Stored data
● ● ● ● ● ● ●

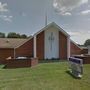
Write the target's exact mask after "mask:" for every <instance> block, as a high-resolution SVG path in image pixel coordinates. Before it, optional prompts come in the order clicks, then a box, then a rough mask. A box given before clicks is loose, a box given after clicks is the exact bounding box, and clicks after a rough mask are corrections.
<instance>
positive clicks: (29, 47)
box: [15, 38, 33, 57]
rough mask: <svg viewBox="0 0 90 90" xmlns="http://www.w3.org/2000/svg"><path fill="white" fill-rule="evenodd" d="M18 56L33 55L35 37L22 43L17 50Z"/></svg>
mask: <svg viewBox="0 0 90 90" xmlns="http://www.w3.org/2000/svg"><path fill="white" fill-rule="evenodd" d="M15 53H16V57H18V56H19V57H20V56H26V57H33V38H32V39H30V40H29V41H27V42H26V43H25V44H23V45H21V46H20V47H18V48H17V49H16V50H15Z"/></svg>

● ● ● ● ● ● ●

**TASK BRIEF:** Copy out the entire listing above word for word, omitting the picture.

**ANSWER BOX:**
Write the target's exact mask after "mask:" for every <instance> block, as a high-resolution SVG path in image pixel coordinates. Before it, optional prompts come in the order clicks, then a box, then a rough mask. A box given before clicks is loose, a box given after clicks is the exact bounding box, and clicks after a rough mask are corrections.
<instance>
positive clicks: (29, 47)
box: [15, 38, 33, 57]
rough mask: <svg viewBox="0 0 90 90" xmlns="http://www.w3.org/2000/svg"><path fill="white" fill-rule="evenodd" d="M18 56L33 55L35 37L22 43L17 50Z"/></svg>
mask: <svg viewBox="0 0 90 90" xmlns="http://www.w3.org/2000/svg"><path fill="white" fill-rule="evenodd" d="M15 53H16V57H18V56H19V57H20V56H26V57H33V38H32V39H30V40H29V41H27V42H26V43H25V44H23V45H21V46H20V47H18V48H17V49H16V50H15Z"/></svg>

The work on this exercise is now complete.